* _Objective 1_:
Can you repeat the blog post on backup scripts word for word, everything from "I ended up whacking" down to "volume once created)."?
* _Objective 2_:
Can you carry on the blog post on backup scripts from the point where it stops?

* BEGIN Given text *

Friday, August 16, 2019

Unsupported Things Never Stay Unsupported

A few years ago, the project-lead on the project I was working, at the time, asked me, "can you write some backup scripts that our cloud pathfinder programs can use? Moving to AWS, their systems won't be covered by the enterprise's NetBackup system and they need something to help with disaster-mitigation."

At the time, the team I was one was very small. While there were nearly a dozen people – a couple of whom were also technically-oriented – on the team, it was pretty much just me and one other person that were automation-oriented (and responsible for the entire tooling workload). That other person was more Windows-focussed and our pathfinders were pretty much wholly Linux-based. I am, to make an understatement, UNIX/Linux-oriented. Thus it fell on me.

I ended up whacking together a very quick-and-dirty set of tools. Since our pathfinders were notionally technically-savvy (otherwise, they ought not have been pathfinders), I built the tools with a few assumptions: 1) that they'd read the (minimal) documentation I included with the project; 2) that, having read that, if they found it lacking, they'd examine the code (since it was hosted in a public GitHub project); 3) that they'd contact me or the team if 1 and/or 2 to fail - preferably by filing a GitHub issue against the project; and, 4) that they might be the type of users who tried to use more-complex storage configurations (especially given that, at the time, you couldn't expand an EBS volume once created).

* END Given text *
* BEGIN Data section *

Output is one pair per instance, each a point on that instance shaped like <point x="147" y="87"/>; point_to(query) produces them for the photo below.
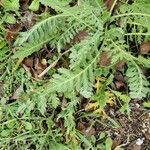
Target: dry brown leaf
<point x="80" y="126"/>
<point x="12" y="32"/>
<point x="119" y="65"/>
<point x="28" y="62"/>
<point x="116" y="142"/>
<point x="80" y="36"/>
<point x="119" y="84"/>
<point x="109" y="3"/>
<point x="136" y="147"/>
<point x="88" y="132"/>
<point x="145" y="47"/>
<point x="105" y="60"/>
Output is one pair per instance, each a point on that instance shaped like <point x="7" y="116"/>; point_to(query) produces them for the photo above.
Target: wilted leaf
<point x="34" y="5"/>
<point x="145" y="48"/>
<point x="108" y="143"/>
<point x="27" y="125"/>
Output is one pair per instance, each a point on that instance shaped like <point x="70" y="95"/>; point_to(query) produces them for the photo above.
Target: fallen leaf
<point x="145" y="47"/>
<point x="89" y="131"/>
<point x="12" y="32"/>
<point x="80" y="126"/>
<point x="28" y="61"/>
<point x="17" y="92"/>
<point x="119" y="65"/>
<point x="80" y="36"/>
<point x="136" y="147"/>
<point x="119" y="84"/>
<point x="116" y="142"/>
<point x="109" y="3"/>
<point x="105" y="60"/>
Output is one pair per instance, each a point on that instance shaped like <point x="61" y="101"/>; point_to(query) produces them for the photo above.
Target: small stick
<point x="52" y="65"/>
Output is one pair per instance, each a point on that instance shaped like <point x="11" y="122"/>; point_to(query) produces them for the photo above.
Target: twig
<point x="52" y="65"/>
<point x="113" y="5"/>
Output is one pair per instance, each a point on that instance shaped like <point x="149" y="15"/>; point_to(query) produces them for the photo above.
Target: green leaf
<point x="34" y="5"/>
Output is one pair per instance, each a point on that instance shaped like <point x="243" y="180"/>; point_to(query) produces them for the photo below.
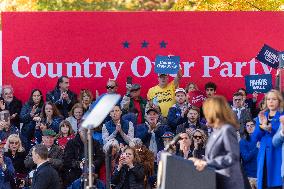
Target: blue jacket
<point x="28" y="129"/>
<point x="249" y="153"/>
<point x="54" y="126"/>
<point x="63" y="106"/>
<point x="78" y="184"/>
<point x="5" y="134"/>
<point x="110" y="126"/>
<point x="268" y="152"/>
<point x="278" y="140"/>
<point x="141" y="131"/>
<point x="174" y="118"/>
<point x="7" y="176"/>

* END Data section *

* _Output 1_:
I ended up whacking together a very quick-and-dirty set of tools. Since our pathfinders were notionally technically-savvy (otherwise, they ought not have been pathfinders), I built the tools with a few assumptions: 1) that they'd read the (minimal) documentation I included with the project; 2) that, having read that, if they found it lacking, they'd examine the code (since it was hosted in a public GitHub project); 3) that they'd contact me or the team if 1 and/or 2 to fail - preferably by filing a GitHub issue against the project; and, 4) that they might be the type of users who tried to use more-complex storage configurations (especially given that, at the time, you couldn't expand an EBS volume once created).

* _Output 2_:
Since I wanted something fairly quickly-done, I wrote the tools to leverage AWS's native storage-snapshotting capability. Using storage-snapshots was also attractive because it was more cost-efficient than mirroring and online EBS to an offline EBS (especially the multiple such offline EBSes that would be necessary to create multiple days worth of recovery-points). Lastly, because of the way the snapshots work, once you initiate the snapshot, you don't have to worry about filesystem changes while the snapshot-creation finishes.

Resultant of assumption #4, I wrote the scripts to accommodate the possibility that they'd be trying to back up filesystems that spanned – either as concats or stripes – two or more EBS volumes. This accommodation meant that I added an option to freeze the filesystem before requesting snapshot and (because AWS had yet to add the option to snapshot a set of EBSes all at once) implemented multi-threaded snapshot-request logic. The combination of the two meant that, in the few milliseconds that it took to initiate the (effectively) parallel snapshot-requests, I/Os would be halted to the filesystem and prevent there from being any consistency-gaps between members of the EBS-set.

Unfortunately, as my primary customers' adoption went from the (technically-savvy) pathfinder-projects to progressively less-technical follow-on projects, the assumptions under which the tools were authored became less valid. Because the follow-on projects tended to be peopled by staff that are very "cut-n-paste" oriented, they tended to do some silly things:
  • Trying to freeze the "/" filesystem (you can do it, but you're probably not going to be able to undo it …without rebooting)
  • Trying to freeze filesystems that didn't exist ("but it was in the example")
  • Trying to freeze filesystems that weren't built on top of spans (not inherently "wrong", per se, but also not needed from a "keep all the sub-volumes in sync" perspective)
Worse, as our team added (junior) people to help act as stewards for these projects, they didn't really understand the vagaries of storage – why certain considerations are warranted or not (and the tool-features associated thereto). So, they weren't steering the new tool-users away from bad usages. Bearing in mind that the tools were a quick-and-dirty effort meant for use by technically-savvy users, the tools had pretty much no "safeties" built in.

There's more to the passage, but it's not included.